Page extract>

[SciPy-User] expectation function for stats.distributions

Mon Aug 3 16:50:40 EDT 2009

On Sat, Aug 1, 2009 at 5:39 PM, <josef.pktd at gmail.com> wrote:
> On Sat, Aug 1, 2009 at 4:44 PM, Pierre GM<pgmdevlist at gmail.com> wrote:
>>
>> On Jul 31, 2009, at 4:10 PM, josef.pktd at gmail.com wrote:
>>
>>> On Fri, Jul 31, 2009 at 3:10 PM, nicky van foreest<vanforeest at gmail.com
>>> > wrote:
>>>> Hi Josef,
>>>>
>>>> I would like such a function.
>>>
>>> Thanks for the interest.
>>
>> Count me in as well
>>
>>> To the name: I'm up for ideas
>>
>> rv_generic.expect ?
>
> I think that's my favorite so far.
> It will be attached to continuous and discrete separately (not to
> generic) because of the difference in implementation.
> I added loc and scale to the expectation function.
> but for discrete distributions following the pattern of _drv2_moment
> for discrete might not be the best implementation.
>

Here's an updated version, one function for continuous, one for
discrete distributions
includes loc and scale,
expect_discrete is tested with all discrete distribution in stats for
mean and variance and is very accurate except for zipf (only 1e-5)
can be used as function or attached to the distributions as method.

Josef
-------------- next part --------------
'''
copy from webpage, where is the original?

The tasks>
[a] In the SciPy thread, for which discrete distribution was expect_discrete less accurate?
[b] Continue the SciPy thread from where it stops.
The material after this point is separate from the SciPy thread.

Data shown>
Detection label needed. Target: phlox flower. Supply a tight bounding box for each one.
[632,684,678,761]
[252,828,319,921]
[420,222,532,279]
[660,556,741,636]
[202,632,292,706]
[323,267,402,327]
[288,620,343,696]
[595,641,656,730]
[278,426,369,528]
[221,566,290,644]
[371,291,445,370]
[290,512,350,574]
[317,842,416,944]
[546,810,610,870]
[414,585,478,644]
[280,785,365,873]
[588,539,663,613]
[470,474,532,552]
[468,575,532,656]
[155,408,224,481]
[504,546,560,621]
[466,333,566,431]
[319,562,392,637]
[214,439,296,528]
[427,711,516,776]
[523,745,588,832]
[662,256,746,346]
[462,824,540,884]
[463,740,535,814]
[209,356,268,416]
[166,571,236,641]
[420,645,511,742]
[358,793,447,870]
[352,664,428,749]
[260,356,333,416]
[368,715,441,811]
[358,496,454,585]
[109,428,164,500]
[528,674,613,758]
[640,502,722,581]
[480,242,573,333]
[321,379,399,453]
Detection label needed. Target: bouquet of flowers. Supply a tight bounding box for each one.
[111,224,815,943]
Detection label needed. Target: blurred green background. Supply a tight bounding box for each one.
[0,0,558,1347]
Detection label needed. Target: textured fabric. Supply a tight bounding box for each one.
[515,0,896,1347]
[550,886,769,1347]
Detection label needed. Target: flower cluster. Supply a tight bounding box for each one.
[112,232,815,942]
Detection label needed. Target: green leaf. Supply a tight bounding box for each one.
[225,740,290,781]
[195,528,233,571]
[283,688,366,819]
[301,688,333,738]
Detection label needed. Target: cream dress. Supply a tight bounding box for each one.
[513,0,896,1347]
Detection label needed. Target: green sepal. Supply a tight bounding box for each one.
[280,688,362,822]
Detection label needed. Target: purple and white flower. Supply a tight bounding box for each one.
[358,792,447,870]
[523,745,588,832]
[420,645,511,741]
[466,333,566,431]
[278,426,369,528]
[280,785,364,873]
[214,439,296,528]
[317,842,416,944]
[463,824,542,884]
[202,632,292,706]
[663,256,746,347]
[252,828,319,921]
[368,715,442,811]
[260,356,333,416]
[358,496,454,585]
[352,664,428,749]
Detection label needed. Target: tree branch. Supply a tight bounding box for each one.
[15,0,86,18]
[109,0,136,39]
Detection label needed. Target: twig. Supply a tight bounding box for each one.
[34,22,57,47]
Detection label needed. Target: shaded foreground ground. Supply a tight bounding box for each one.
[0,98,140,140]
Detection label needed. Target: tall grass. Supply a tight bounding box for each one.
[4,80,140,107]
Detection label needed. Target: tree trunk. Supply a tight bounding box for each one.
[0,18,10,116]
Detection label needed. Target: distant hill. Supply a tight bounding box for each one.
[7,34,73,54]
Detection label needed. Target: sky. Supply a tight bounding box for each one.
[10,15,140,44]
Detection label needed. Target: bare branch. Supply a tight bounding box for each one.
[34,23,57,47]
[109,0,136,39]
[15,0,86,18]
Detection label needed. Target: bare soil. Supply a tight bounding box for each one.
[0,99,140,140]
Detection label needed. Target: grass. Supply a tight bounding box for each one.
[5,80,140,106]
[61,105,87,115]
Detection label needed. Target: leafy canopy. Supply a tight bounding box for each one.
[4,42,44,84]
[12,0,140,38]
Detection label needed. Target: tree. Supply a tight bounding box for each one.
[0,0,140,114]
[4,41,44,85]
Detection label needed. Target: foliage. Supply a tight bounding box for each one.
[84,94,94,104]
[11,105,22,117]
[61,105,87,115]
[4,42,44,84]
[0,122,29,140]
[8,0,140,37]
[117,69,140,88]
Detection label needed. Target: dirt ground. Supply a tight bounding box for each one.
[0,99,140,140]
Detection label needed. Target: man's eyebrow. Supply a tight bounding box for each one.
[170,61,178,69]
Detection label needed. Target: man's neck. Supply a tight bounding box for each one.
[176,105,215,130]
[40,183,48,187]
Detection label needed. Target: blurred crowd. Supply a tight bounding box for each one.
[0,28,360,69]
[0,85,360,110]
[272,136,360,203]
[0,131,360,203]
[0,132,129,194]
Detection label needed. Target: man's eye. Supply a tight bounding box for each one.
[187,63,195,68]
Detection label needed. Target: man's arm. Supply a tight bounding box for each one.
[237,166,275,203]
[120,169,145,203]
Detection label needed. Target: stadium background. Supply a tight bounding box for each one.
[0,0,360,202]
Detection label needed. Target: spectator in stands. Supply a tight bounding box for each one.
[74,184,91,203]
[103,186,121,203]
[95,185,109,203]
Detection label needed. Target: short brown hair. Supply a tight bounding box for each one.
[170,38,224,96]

Exercise results>
[a] Zipf, where the accuracy was only 1e-5.

[b]
Author jpktd

'''

import numpy as np
from scipy import stats, integrate

def expect(self, fn=None, args=(), loc=0, scale=1, lb=None, ub=None, conditional=False):
    '''calculate expected value of a function with respect to the distribution

    location and scale only tested on a few examples

    Parameters
    ----------
        all parameters are keyword parameters
        fn : function (default: identity mapping)
           Function for which integral is calculated. Takes only one argument.
        args : tuple
           argument (parameters) of the distribution
        lb, ub : numbers
           lower and upper bound for integration, default is set to the support
           of the distribution
        conditional : boolean (False)
           If true then the integral is corrected by the conditional probability
           of the integration interval. The return value is the expectation
           of the function, conditional on being in the given interval.

    Returns
    -------
        expected value : float
    '''
    if fn is None:
        def fun(x, *args):
            return x*self.pdf(x, loc=loc, scale=scale,*args)
    else:
        def fun(x, *args):
            return fn(x)*self.pdf(x, loc=loc, scale=scale, *args)
    if lb is None:
        lb = (self.a - loc)/(1.0*scale)
    if ub is None:
        ub = (self.b - loc)/(1.0*scale)
    if conditional:
        invfac = self.sf(lb,*args) - self.sf(ub,*args)
    else:
        invfac = 1.0
    return integrate.quad(fun, lb, ub,
                                args=args)[0]/invfac

print expect(stats.norm, lambda(x): (x)**4)
print expect(stats.norm, lambda(x): min((x)**2,1.5**2))

#Jonathans version
from scipy.stats import norm as Gaussian
c = 1.5 # our "cutoff" point
c = 0.5 # try another value
tmp = 2 * Gaussian.cdf(c) - 1
gamma = tmp + c**2 * (1 - tmp) - 2 * c * Gaussian.pdf(c)
print gamma

print expect(stats.norm, lambda(x): min((x)**2,c**2))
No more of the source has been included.